◆ WHAT THE EXERCISE ASKS
Convert the data below into a two-column CSV with the header row instruction,answer. Give each instruction and its answer one row, and enclose each field in double quotes with its line breaks replaced by spaces.

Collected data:
-=-=-=-=-

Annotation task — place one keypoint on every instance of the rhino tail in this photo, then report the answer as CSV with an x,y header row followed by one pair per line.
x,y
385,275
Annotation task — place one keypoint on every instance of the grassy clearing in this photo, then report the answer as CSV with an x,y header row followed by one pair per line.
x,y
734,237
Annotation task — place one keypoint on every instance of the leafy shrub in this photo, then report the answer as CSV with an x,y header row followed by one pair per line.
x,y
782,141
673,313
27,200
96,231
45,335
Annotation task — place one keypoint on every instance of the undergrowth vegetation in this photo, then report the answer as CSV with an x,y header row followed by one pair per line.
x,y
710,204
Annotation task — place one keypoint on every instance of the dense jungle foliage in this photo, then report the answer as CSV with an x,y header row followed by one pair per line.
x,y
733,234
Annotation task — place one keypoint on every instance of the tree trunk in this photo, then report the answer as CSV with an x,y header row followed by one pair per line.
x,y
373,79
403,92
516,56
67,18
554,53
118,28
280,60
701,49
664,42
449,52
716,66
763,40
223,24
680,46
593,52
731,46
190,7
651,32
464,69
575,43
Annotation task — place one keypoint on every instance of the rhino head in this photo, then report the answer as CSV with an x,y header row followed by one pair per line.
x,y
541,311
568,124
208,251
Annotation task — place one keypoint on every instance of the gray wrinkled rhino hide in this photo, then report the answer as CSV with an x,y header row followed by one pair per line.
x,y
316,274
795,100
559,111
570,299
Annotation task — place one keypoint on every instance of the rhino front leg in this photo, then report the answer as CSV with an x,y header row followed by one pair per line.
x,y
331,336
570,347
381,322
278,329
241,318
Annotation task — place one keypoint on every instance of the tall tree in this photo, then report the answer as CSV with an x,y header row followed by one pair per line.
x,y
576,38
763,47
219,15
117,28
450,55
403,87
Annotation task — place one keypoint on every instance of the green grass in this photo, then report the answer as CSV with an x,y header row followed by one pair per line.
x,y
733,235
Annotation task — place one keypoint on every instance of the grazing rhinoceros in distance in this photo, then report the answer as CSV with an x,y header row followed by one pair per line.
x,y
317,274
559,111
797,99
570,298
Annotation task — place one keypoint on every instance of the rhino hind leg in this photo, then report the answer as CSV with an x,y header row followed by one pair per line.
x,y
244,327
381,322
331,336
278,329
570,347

-=-=-=-=-

◆ WRITTEN SOLUTION
instruction,answer
"Annotation task — place one keypoint on every instance of the rhino tail in this photo, then report the answer as CSV with an x,y header row followed by one pair per line.","x,y 385,275"
"Annotation task — place one keypoint on every instance of the grassy clearing in this photo, then report the answer as CSV with an x,y header row followed by one pair per line.","x,y 734,237"
"Annotation task — place one keypoint on every instance of the leafy shrub in this photo, then report the answer as CSV with an x,y header row followed by one pair per line.","x,y 782,141 673,313 27,200 96,231 45,335"
"Annotation task — place one keypoint on every instance of the undergrowth vegetation in this photo, then report the answer as CSV with an x,y header row followed by one pair per line.","x,y 710,204"
"Annotation task — place one keypoint on every instance of the dense jungle foliage in this photo, then report the answer as CSV with an x,y header row followed by one pair per line.","x,y 733,234"
"Annotation task — place one keypoint on every instance of the tree trunk in this photo, then report the answer as CSV with an x,y header row followed by one pair per line.","x,y 373,79 403,92 516,56 67,18 554,53 118,28 280,60 701,49 664,42 449,52 716,66 763,40 223,24 680,46 593,52 731,46 190,7 651,32 464,69 575,43"
"Annotation task — place one keypoint on every instance of the rhino head in this photo, then report the answer as CSV with an x,y header row followed by one pair per line.","x,y 541,311 568,124 208,251"
"Annotation task — place one keypoint on every instance of the gray wrinkled rhino hide in this photo, then report the answer as CSV with an x,y header row followed by one pair per line.","x,y 316,274 795,100 559,111 570,299"
"Annotation task — place one keypoint on every instance of the rhino front leg in this photo, then report the answer as CSV with an x,y header row followed by one pair per line.","x,y 331,336 570,347 381,322 278,329 241,318"
"Annotation task — place one keypoint on every instance of the tall tree in this photo, then report the answer as CSV with an x,y header row followed by one pair per line.","x,y 576,38 763,47 219,15 117,28 450,55 403,87"
"Annotation task — place one keypoint on every instance of the green grass in this photo, then report the answer as CSV with an x,y header row followed by one pair per line.","x,y 733,235"
"Annotation task — place one keypoint on every instance of the grazing rhinoceros in distance in this photo, then report the answer as CSV with an x,y header row followed by one pair per line.","x,y 317,274 559,111 797,99 570,298"
"Annotation task — place one keypoint on every instance of the rhino hind leg in this photo, then report the answer as CSV with an x,y header row followed by one pair per line.","x,y 244,327 381,322 331,336 278,329 570,347"